_Fragmento mostrado_
****************
Y así se produce un fenómeno muy similar al que los escoceses llaman Doomsday Scenario. Lo explico. En Escocia los conservadores no tienen ni un solo diputado, pero son mayoría en la vecina nación de Inglaterra, por lo que los escoceses son gobernados por un partido que, no es que sea minoritario, sino que ni siquiera existe en su país. El PP ganó en todas las provincias españolas excepto en Sevilla, dos de las vascas… y en las cuatro catalanas. Es decir que, tal y como están y estarán las cosas, la entidad bicéfala hegemónica y mayoritaria del Reino, el PPSOE, es irrelevante en Cataluña pero central en España. Es decir hoy nos gobiernan desde sólidas mayorías programas que, en general, los catalanes no tenemos en gran consideración parlamentaria. Hay una dislocación evidente del «discurso representativo».
Ocurre de manera clara cuando, según encuestas constantes en los últimos 30 años, el apoyo a la inmersión lingüística en Cataluña siempre ha estado entre el 80 y el 90%. Pero esa unanimidad, sometida al Doomsday Scenario de la «mayoría nacional», siempre será minoritaria. Y así los criterios de ciudadanos de Argamasilla o de Lanzarote podrán aplicarse sobre temas que ni siquiera les afectan, como es el catalán. Mientras que los afectados, al ser eterna minoría, se ven obligados a pesar de su mayoría real, a aceptar.
De la misma manera, el 80% de población a favor del referéndum es, a ojos españoles, una minoría. Territorializada, pero no nacional, no representativa. Y así se genera un sutil colonialismo por circunscripción en el que la mayoría de los catalanes siempre será una minoría de españoles y no podrá aplicar políticas que son mayoritarias en el Principado.
Supongo que a ningún español le gustaría que se hiciese un referéndum dentro de la UE para prohibir que el jamón cuelgue del techo de los bares. Y que esa medida fuese rechazada con un 90% en toda España, pero perdiese por culpa del voto de letones, suecos y polacos que apenas han visto en su vida un buen jamón. Pues lo mismo.
Y por eso, lo que decía Pompeu Fabra sobre qué era un país, «la tierra y el pueblo, y todo lo que el pueblo puede hacer encima de esta tierra», queda reducido de forma extrema. La tierra existe, pero como realidad geográfica; un término útil de cara al censo electoral. El pueblo que pisa esta tierra tiene poco de pueblo. Son seres neutros, ciudadanos constitucionales que no se diferencian de un español residente en Canarias o de un español residente en Bombay.
«Lo que el pueblo puede hacer sobre esta tierra», como dice Fabra, es la combinación de un territorio, un espíritu que lo alimenta y una conciencia de los que viven. Es una comunidad política. Cuando un pueblo hace cosas sobre un territorio, lo que hace es política y, si le dejan, historia.
****************
_Registros de datos_
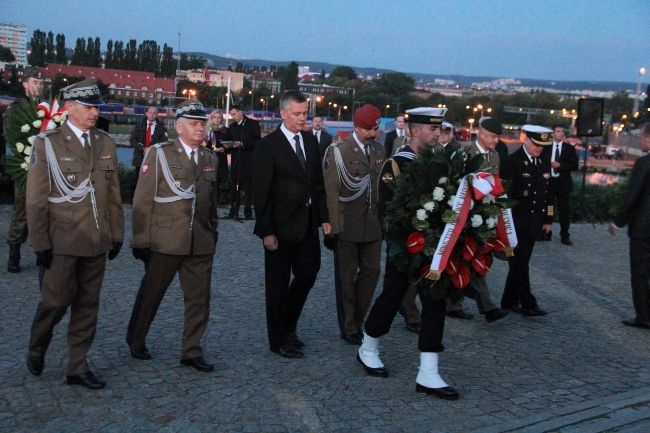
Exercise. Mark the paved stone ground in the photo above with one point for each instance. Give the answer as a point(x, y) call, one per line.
point(576, 370)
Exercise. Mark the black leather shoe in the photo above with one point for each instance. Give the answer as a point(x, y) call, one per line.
point(494, 315)
point(376, 372)
point(140, 352)
point(88, 379)
point(288, 351)
point(198, 363)
point(446, 393)
point(355, 339)
point(460, 314)
point(533, 312)
point(633, 323)
point(293, 340)
point(35, 364)
point(413, 327)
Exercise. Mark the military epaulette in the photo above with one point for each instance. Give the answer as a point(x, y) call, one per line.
point(49, 132)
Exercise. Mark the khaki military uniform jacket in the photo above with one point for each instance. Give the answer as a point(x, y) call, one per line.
point(70, 228)
point(168, 227)
point(493, 160)
point(358, 220)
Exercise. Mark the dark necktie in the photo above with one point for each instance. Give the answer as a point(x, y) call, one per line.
point(194, 166)
point(86, 143)
point(301, 155)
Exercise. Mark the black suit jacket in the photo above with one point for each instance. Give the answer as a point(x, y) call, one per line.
point(325, 141)
point(137, 139)
point(249, 134)
point(289, 200)
point(635, 211)
point(528, 185)
point(568, 162)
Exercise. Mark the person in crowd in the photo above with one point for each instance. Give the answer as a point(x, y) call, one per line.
point(635, 213)
point(150, 130)
point(33, 85)
point(351, 170)
point(424, 124)
point(245, 132)
point(175, 226)
point(290, 206)
point(564, 159)
point(74, 214)
point(528, 173)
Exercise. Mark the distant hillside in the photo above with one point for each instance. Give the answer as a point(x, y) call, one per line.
point(463, 80)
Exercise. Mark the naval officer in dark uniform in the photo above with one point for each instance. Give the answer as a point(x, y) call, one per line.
point(175, 229)
point(529, 174)
point(424, 124)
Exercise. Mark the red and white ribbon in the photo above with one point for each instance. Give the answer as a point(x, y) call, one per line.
point(50, 114)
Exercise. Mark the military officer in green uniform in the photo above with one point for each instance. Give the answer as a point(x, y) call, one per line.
point(175, 230)
point(17, 235)
point(351, 169)
point(74, 214)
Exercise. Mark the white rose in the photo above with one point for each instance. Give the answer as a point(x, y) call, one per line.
point(438, 193)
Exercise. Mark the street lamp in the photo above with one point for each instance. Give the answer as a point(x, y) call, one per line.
point(637, 95)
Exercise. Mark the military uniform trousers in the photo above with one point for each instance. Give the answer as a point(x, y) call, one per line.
point(359, 269)
point(517, 289)
point(194, 273)
point(385, 308)
point(640, 276)
point(73, 282)
point(17, 234)
point(478, 290)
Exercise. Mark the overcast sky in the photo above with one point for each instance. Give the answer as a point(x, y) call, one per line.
point(594, 40)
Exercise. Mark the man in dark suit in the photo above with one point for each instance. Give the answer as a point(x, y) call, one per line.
point(563, 159)
point(290, 205)
point(245, 132)
point(323, 137)
point(146, 133)
point(529, 174)
point(398, 132)
point(635, 213)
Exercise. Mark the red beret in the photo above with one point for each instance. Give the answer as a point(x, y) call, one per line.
point(367, 117)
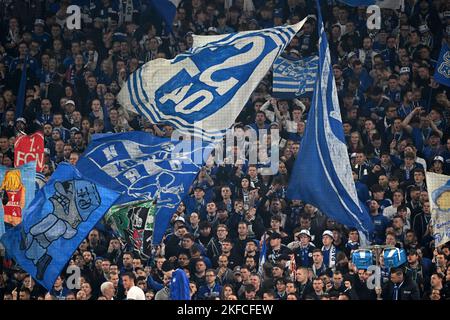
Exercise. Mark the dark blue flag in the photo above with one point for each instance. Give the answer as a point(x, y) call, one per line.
point(179, 286)
point(145, 167)
point(322, 174)
point(61, 215)
point(167, 9)
point(22, 90)
point(442, 72)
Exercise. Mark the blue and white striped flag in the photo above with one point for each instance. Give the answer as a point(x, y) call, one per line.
point(201, 92)
point(294, 77)
point(322, 174)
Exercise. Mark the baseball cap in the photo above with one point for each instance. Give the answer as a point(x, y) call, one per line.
point(275, 235)
point(212, 29)
point(305, 232)
point(21, 120)
point(405, 70)
point(135, 293)
point(438, 158)
point(327, 233)
point(39, 22)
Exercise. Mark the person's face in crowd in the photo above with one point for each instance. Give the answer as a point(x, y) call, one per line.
point(327, 241)
point(318, 285)
point(199, 194)
point(317, 258)
point(211, 208)
point(226, 247)
point(200, 267)
point(86, 287)
point(354, 138)
point(87, 257)
point(81, 295)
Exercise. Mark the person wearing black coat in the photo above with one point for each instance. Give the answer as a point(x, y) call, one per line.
point(400, 287)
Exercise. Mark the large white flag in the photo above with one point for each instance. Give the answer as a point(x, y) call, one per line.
point(203, 91)
point(439, 193)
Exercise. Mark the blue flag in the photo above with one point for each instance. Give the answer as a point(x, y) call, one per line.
point(294, 77)
point(167, 9)
point(22, 90)
point(202, 92)
point(387, 4)
point(442, 72)
point(322, 174)
point(61, 215)
point(179, 286)
point(142, 166)
point(18, 186)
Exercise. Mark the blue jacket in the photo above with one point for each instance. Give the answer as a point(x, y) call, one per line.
point(206, 292)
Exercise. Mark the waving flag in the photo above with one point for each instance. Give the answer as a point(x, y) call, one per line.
point(30, 148)
point(133, 223)
point(61, 215)
point(18, 187)
point(387, 4)
point(294, 77)
point(144, 167)
point(439, 193)
point(22, 90)
point(167, 9)
point(179, 286)
point(322, 175)
point(442, 72)
point(201, 92)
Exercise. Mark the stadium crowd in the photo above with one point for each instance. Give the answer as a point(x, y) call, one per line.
point(395, 118)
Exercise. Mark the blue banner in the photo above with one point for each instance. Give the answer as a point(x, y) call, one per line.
point(167, 9)
point(20, 103)
point(145, 167)
point(202, 92)
point(442, 72)
point(61, 215)
point(322, 174)
point(294, 77)
point(18, 187)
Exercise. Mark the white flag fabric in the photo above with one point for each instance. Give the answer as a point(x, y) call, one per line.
point(202, 91)
point(439, 194)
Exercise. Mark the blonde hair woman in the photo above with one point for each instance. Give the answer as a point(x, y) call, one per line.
point(15, 191)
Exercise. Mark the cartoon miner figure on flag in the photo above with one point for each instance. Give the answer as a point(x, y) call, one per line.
point(73, 202)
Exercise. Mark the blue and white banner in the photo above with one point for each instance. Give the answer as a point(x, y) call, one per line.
point(167, 9)
point(17, 185)
point(322, 174)
point(202, 91)
point(442, 72)
point(387, 4)
point(438, 186)
point(145, 167)
point(61, 215)
point(294, 77)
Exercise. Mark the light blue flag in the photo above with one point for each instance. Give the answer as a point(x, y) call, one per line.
point(61, 215)
point(387, 4)
point(442, 72)
point(322, 174)
point(19, 186)
point(167, 9)
point(202, 92)
point(294, 77)
point(145, 167)
point(179, 286)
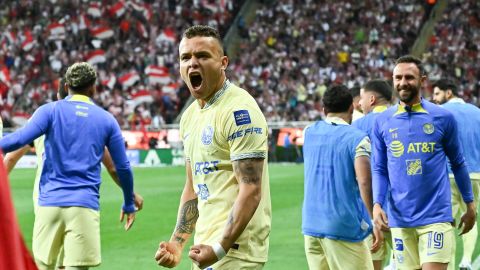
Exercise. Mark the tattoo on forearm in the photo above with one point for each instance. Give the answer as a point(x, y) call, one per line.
point(188, 217)
point(249, 170)
point(179, 239)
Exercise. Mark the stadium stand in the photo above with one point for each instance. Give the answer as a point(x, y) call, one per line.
point(453, 49)
point(134, 45)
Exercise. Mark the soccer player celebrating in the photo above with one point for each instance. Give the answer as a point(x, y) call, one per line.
point(411, 143)
point(375, 97)
point(467, 116)
point(76, 133)
point(226, 197)
point(337, 206)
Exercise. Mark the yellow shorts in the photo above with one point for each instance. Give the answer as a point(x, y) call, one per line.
point(324, 254)
point(227, 263)
point(430, 243)
point(382, 253)
point(458, 205)
point(77, 229)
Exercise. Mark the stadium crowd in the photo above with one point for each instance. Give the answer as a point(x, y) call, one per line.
point(297, 48)
point(133, 44)
point(453, 50)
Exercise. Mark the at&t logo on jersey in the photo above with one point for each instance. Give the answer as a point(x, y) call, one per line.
point(242, 117)
point(205, 167)
point(203, 193)
point(207, 135)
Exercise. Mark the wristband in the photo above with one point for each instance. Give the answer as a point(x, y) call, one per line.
point(219, 251)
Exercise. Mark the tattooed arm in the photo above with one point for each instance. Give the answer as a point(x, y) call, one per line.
point(249, 176)
point(248, 173)
point(169, 253)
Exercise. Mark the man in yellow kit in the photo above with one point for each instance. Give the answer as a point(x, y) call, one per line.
point(226, 197)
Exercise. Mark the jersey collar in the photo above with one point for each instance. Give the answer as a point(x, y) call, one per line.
point(217, 95)
point(418, 108)
point(80, 98)
point(379, 109)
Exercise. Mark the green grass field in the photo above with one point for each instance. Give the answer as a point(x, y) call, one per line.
point(161, 188)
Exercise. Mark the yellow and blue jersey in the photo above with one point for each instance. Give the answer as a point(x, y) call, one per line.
point(76, 133)
point(410, 150)
point(229, 127)
point(468, 120)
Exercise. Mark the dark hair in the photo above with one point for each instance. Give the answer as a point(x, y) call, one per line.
point(337, 99)
point(203, 31)
point(62, 92)
point(414, 60)
point(446, 84)
point(380, 87)
point(355, 91)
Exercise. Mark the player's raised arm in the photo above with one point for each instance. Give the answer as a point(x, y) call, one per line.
point(116, 146)
point(169, 253)
point(11, 159)
point(112, 171)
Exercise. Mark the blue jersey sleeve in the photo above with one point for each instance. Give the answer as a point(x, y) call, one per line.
point(453, 150)
point(380, 170)
point(36, 127)
point(116, 147)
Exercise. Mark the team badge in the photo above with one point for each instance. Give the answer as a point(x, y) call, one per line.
point(414, 166)
point(397, 148)
point(203, 192)
point(398, 244)
point(242, 117)
point(428, 128)
point(207, 135)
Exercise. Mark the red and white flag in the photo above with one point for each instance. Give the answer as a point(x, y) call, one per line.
point(95, 9)
point(110, 81)
point(28, 42)
point(102, 32)
point(96, 56)
point(83, 22)
point(142, 96)
point(142, 30)
point(129, 79)
point(168, 35)
point(118, 9)
point(11, 37)
point(5, 76)
point(171, 88)
point(157, 74)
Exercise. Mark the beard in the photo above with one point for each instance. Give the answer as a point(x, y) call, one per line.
point(407, 93)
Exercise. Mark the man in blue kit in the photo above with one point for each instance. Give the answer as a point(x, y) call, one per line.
point(411, 143)
point(467, 116)
point(76, 133)
point(337, 202)
point(375, 97)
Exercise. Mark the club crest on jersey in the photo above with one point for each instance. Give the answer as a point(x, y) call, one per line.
point(242, 117)
point(203, 192)
point(207, 135)
point(428, 128)
point(398, 244)
point(414, 166)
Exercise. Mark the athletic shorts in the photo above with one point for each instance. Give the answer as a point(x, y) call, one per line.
point(77, 229)
point(228, 263)
point(324, 254)
point(430, 243)
point(382, 253)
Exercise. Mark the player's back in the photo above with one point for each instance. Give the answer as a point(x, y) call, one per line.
point(75, 137)
point(468, 121)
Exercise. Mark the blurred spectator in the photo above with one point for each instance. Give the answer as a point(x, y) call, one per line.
point(133, 44)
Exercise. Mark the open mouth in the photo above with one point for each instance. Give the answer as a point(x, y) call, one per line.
point(196, 80)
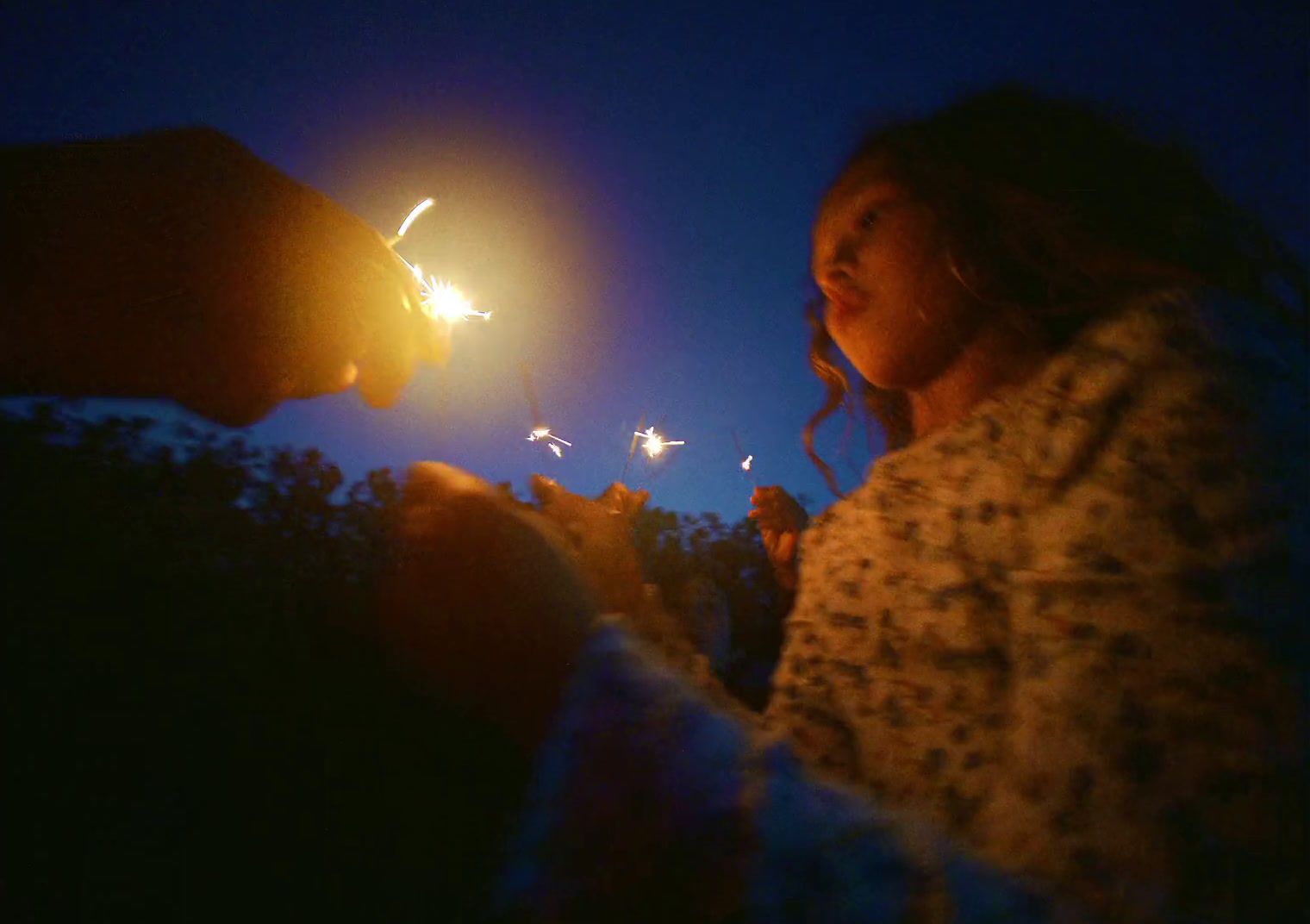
****************
_Tareas_
1. Según el fragmento sobre Cataluña, ¿en qué provincias no ganó el PP?
2. Transcribe del fragmento sobre Cataluña el tramo que va desde "Y por eso, lo" hasta "residente en Bombay.".

_Soluciones_
1. En Sevilla, en dos de las provincias vascas y en las cuatro catalanas.

2.
Y por eso, lo que decía Pompeu Fabra sobre qué era un país, «la tierra y el pueblo, y todo lo que el pueblo puede hacer encima de esta tierra», queda reducido de forma extrema. La tierra existe, pero como realidad geográfica; un término útil de cara al censo electoral. El pueblo que pisa esta tierra tiene poco de pueblo. Son seres neutros, ciudadanos constitucionales que no se diferencian de un español residente en Canarias o de un español residente en Bombay.